─── Isi Set Data ───

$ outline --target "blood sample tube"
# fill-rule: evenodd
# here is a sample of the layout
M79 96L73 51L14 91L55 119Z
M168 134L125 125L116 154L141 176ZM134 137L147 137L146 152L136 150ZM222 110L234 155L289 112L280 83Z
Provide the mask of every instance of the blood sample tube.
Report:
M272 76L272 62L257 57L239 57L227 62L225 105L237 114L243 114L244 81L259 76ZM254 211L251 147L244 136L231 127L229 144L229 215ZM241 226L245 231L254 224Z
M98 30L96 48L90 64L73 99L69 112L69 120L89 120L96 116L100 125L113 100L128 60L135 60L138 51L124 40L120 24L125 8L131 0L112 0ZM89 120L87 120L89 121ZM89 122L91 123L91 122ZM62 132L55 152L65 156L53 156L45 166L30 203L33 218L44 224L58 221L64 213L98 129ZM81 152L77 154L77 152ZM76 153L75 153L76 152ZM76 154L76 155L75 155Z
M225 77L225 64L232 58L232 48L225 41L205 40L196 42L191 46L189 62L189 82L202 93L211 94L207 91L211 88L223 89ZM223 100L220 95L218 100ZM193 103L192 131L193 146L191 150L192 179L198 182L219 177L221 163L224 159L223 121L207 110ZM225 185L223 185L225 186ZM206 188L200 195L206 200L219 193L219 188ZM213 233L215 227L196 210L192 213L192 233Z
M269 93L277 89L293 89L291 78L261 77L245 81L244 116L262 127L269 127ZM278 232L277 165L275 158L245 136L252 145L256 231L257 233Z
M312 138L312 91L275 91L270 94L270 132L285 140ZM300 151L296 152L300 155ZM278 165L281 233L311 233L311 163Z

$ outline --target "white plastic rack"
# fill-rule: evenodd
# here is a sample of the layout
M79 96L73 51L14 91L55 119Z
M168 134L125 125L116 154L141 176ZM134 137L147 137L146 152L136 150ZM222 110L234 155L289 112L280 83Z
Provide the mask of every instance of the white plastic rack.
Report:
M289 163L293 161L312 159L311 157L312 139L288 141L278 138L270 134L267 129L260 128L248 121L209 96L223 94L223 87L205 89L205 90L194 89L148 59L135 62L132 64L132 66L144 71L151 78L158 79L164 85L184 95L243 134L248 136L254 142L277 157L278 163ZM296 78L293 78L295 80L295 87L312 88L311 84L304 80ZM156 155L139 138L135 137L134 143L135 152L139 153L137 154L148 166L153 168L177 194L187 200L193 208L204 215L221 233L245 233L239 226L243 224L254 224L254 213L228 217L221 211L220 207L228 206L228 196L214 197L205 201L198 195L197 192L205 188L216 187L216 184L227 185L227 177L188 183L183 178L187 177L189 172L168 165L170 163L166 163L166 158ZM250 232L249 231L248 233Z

───

▶ Perintah Tugas: Bisakah Anda mengubah semua baris di atas menjadi daftar bernomor tanpa menyertakan baris yang kosong?

▶ Pembahasan Jawaban:
1. $ outline --target "blood sample tube"
2. # fill-rule: evenodd
3. # here is a sample of the layout
4. M79 96L73 51L14 91L55 119Z
5. M168 134L125 125L116 154L141 176ZM134 137L147 137L146 152L136 150ZM222 110L234 155L289 112L280 83Z
6. Provide the mask of every instance of the blood sample tube.
7. Report:
8. M272 76L272 62L257 57L239 57L227 62L225 105L237 114L243 114L244 81L259 76ZM254 211L251 147L244 136L231 127L229 144L229 215ZM241 226L245 231L254 224Z
9. M98 30L96 48L90 64L73 99L69 112L69 120L89 120L96 116L100 125L113 100L128 60L135 60L138 51L124 40L120 24L125 8L131 0L112 0ZM89 120L87 120L89 121ZM89 122L91 123L91 122ZM62 132L55 152L65 156L53 156L45 166L30 203L33 218L44 224L58 221L64 213L98 129ZM81 152L77 154L77 152ZM76 153L75 153L76 152ZM76 154L76 155L75 155Z
10. M225 77L225 64L232 58L232 48L225 41L205 40L196 42L191 46L189 62L189 82L202 93L211 94L207 91L211 88L223 89ZM223 100L220 95L218 100ZM193 103L192 131L193 146L191 150L192 179L198 182L219 177L221 163L224 159L223 121L207 110ZM225 185L223 185L225 186ZM206 188L200 195L206 200L219 193L219 188ZM213 233L215 227L196 210L192 213L192 233Z
11. M269 93L277 89L293 89L291 78L261 77L245 81L244 116L262 127L269 127ZM278 232L277 165L275 158L245 136L252 145L256 231L257 233Z
12. M312 138L312 91L275 91L270 94L270 132L285 140ZM300 151L296 152L300 155ZM278 165L281 233L311 233L311 163Z
13. $ outline --target "white plastic rack"
14. # fill-rule: evenodd
15. # here is a sample of the layout
16. M79 96L73 51L14 91L55 119Z
17. M168 134L125 125L116 154L141 176ZM134 137L147 137L146 152L136 150ZM222 110L234 155L289 112L280 83Z
18. Provide the mask of every instance of the white plastic rack.
19. Report:
20. M289 163L293 161L312 159L311 157L312 139L288 141L278 138L270 134L267 129L260 128L248 121L209 96L223 94L223 87L205 89L205 90L194 89L148 59L135 62L132 64L132 66L144 71L151 78L158 79L164 85L184 95L243 134L248 136L254 142L277 157L278 163ZM296 78L293 78L295 80L295 87L312 88L311 84L304 80ZM156 155L139 138L135 137L134 143L135 152L139 153L137 154L148 166L153 168L177 194L187 200L193 208L204 215L221 233L245 233L239 226L243 224L254 224L254 213L228 217L221 211L220 207L228 206L228 196L214 197L205 201L198 195L197 192L205 188L216 187L216 184L227 185L227 177L188 183L183 178L187 177L189 172L168 165L170 163L166 163L166 158ZM250 232L249 231L248 233Z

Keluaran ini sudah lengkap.